## begin

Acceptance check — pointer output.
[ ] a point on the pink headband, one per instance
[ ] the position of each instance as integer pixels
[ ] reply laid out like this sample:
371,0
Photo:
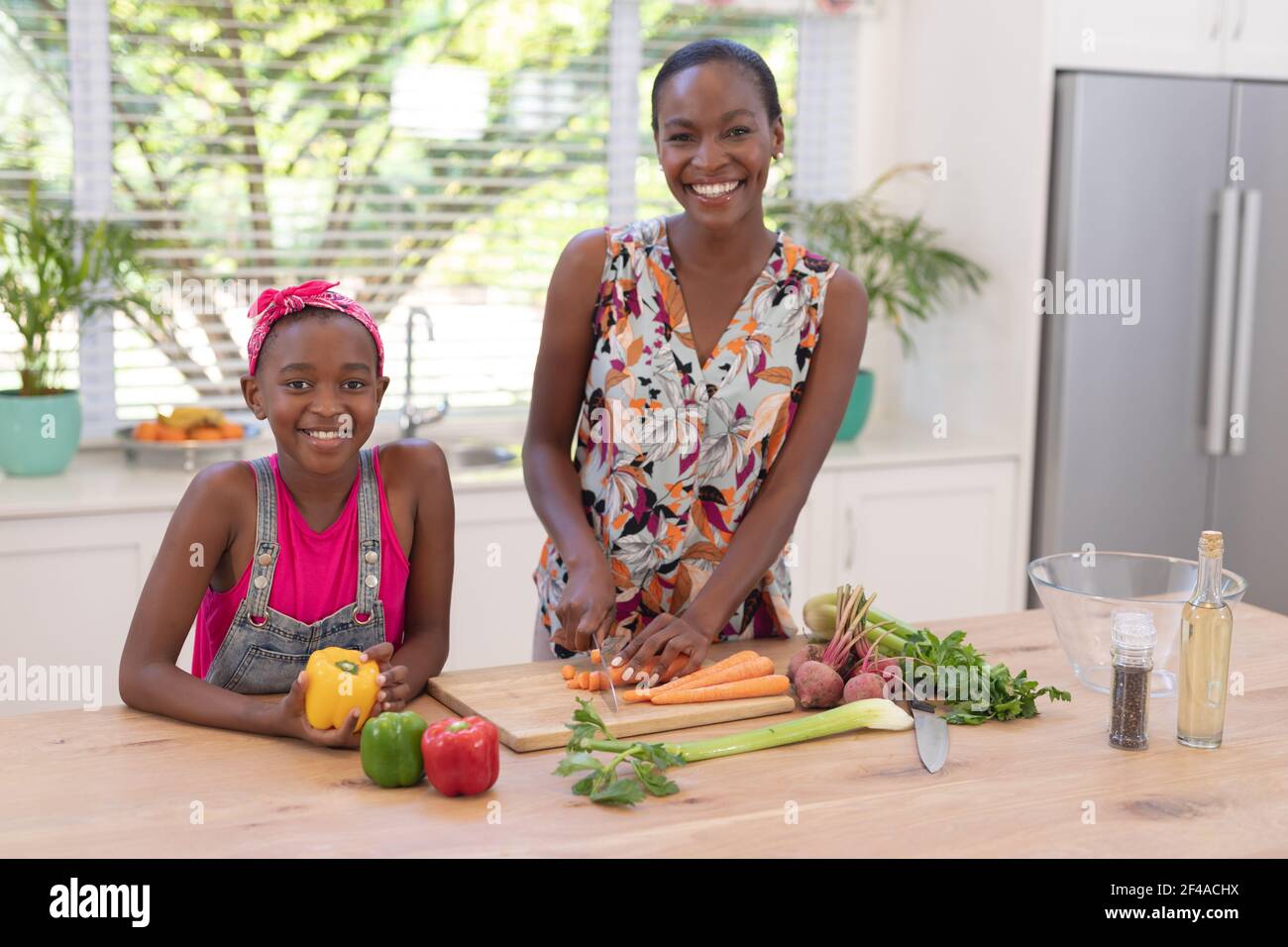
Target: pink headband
273,304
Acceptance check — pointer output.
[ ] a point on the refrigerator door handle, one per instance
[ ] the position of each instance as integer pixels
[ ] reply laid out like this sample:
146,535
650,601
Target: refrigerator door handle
1223,321
1247,305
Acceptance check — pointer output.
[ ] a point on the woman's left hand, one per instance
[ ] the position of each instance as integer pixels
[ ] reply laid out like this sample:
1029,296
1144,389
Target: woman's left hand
394,689
669,635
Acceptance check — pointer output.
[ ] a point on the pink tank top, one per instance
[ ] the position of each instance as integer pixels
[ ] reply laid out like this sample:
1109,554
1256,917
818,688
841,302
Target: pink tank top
316,573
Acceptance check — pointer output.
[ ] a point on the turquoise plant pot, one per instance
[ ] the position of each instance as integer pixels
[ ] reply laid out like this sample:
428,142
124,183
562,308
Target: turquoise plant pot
39,434
861,405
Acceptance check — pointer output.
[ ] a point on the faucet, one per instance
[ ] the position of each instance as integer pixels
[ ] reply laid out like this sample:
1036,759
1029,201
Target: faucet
410,419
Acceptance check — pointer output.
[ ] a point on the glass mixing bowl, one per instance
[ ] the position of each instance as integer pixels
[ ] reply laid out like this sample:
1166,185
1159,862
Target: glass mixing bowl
1082,589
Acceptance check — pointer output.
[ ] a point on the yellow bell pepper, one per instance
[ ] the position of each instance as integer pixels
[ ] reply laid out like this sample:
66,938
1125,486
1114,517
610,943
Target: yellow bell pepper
338,684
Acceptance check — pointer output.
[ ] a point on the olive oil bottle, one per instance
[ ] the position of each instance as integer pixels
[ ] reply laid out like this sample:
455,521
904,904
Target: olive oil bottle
1206,629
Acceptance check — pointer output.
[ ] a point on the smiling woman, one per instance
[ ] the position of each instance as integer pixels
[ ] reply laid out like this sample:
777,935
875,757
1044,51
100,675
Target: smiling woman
674,531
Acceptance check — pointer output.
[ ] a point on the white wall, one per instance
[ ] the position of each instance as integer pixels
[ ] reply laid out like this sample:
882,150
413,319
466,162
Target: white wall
970,82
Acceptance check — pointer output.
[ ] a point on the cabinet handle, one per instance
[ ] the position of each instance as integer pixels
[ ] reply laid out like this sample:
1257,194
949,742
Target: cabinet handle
1244,312
849,541
1223,321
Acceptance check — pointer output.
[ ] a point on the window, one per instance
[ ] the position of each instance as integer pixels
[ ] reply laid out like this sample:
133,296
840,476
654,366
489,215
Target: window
432,155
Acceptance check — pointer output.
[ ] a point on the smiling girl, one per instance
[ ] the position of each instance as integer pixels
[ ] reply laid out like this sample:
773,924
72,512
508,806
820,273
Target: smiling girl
678,351
321,544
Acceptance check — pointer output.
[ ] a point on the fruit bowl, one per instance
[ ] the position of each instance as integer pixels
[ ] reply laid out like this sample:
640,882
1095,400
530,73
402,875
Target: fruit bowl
189,451
1081,596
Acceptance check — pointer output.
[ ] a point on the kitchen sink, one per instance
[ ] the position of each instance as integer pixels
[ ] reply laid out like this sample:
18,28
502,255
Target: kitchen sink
472,457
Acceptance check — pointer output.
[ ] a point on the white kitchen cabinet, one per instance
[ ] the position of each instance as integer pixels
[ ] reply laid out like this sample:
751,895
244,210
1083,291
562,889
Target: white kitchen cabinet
935,541
493,598
1256,39
1198,38
69,585
1138,37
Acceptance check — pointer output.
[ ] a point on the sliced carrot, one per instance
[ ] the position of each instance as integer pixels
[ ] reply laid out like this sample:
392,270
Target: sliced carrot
702,677
675,668
765,685
742,671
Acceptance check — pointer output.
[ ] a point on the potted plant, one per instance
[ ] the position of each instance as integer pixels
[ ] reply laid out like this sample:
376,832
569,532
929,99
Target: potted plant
51,265
905,268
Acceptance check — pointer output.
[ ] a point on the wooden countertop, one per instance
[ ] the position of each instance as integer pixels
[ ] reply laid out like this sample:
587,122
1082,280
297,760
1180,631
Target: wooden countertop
121,783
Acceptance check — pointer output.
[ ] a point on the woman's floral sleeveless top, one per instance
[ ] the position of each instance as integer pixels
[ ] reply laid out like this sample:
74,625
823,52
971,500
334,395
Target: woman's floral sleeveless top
671,451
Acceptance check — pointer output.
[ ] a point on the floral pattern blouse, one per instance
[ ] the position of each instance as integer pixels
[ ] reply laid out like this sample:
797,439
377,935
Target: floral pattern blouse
670,451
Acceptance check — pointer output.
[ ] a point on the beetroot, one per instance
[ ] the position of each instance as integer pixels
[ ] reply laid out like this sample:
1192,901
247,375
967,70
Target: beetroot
811,652
818,685
863,686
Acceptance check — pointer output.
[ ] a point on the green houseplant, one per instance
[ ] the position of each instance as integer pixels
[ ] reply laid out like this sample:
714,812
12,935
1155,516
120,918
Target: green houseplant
53,264
906,269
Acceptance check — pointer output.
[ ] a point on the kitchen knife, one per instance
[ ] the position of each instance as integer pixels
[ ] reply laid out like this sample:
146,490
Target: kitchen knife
604,659
931,735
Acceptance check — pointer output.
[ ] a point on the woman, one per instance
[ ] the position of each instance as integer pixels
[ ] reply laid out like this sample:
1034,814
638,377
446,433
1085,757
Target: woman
697,440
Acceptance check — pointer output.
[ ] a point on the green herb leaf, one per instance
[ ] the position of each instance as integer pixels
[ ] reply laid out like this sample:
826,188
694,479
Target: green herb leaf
618,792
576,762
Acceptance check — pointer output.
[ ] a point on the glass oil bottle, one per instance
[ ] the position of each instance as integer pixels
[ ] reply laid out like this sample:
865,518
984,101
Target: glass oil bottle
1206,629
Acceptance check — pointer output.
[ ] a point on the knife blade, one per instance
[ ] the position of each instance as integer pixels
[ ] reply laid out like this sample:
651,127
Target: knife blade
931,735
604,657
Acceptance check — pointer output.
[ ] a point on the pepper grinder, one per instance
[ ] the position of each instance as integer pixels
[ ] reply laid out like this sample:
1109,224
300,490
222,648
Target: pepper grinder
1132,641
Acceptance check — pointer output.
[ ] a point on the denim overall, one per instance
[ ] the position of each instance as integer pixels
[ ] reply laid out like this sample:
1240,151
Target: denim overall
266,651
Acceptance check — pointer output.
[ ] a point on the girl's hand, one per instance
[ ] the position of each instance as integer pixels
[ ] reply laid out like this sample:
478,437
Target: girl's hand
291,722
588,607
394,690
670,637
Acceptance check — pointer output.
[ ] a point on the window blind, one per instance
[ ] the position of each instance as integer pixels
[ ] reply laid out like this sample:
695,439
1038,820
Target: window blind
432,157
35,147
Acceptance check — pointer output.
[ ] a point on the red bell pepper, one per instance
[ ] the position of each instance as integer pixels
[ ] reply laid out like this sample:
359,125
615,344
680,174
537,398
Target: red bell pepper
462,757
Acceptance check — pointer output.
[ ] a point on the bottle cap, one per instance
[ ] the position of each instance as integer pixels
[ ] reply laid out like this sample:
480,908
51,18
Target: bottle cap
1211,543
1132,631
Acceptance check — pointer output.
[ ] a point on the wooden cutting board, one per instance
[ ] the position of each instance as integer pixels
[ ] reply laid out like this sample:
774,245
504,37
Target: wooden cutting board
529,703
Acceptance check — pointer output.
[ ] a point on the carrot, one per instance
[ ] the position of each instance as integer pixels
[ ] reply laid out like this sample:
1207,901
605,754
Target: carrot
675,668
742,671
700,677
765,685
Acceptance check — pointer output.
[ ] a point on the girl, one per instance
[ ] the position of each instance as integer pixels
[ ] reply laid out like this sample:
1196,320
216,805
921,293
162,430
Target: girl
321,544
692,338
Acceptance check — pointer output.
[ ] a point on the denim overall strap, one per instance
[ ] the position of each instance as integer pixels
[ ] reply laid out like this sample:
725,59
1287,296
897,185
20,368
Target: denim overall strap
369,539
266,541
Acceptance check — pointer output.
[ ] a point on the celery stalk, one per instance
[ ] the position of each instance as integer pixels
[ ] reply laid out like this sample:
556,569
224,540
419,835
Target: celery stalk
876,714
896,633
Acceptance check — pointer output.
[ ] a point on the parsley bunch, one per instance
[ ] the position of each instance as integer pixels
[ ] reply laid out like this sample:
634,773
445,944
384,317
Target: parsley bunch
1009,697
648,763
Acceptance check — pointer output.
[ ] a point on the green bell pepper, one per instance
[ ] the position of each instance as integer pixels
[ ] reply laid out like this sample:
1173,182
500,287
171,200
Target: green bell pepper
390,749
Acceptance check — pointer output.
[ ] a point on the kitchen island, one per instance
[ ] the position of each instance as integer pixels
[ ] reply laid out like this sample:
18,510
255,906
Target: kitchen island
117,783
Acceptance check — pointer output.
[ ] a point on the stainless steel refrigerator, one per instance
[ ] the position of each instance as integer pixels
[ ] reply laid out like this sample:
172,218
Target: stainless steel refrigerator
1183,184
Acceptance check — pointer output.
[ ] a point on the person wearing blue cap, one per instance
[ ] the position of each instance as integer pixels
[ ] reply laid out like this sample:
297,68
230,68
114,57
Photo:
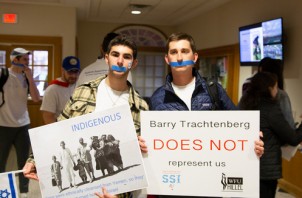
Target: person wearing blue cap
59,90
14,117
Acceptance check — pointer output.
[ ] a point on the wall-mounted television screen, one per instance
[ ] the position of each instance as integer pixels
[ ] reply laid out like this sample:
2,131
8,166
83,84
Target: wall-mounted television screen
264,39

## end

- _Stated goal_
How many lines of the data above contain the string "fruit"? Reply with the number only.

- _The result_
2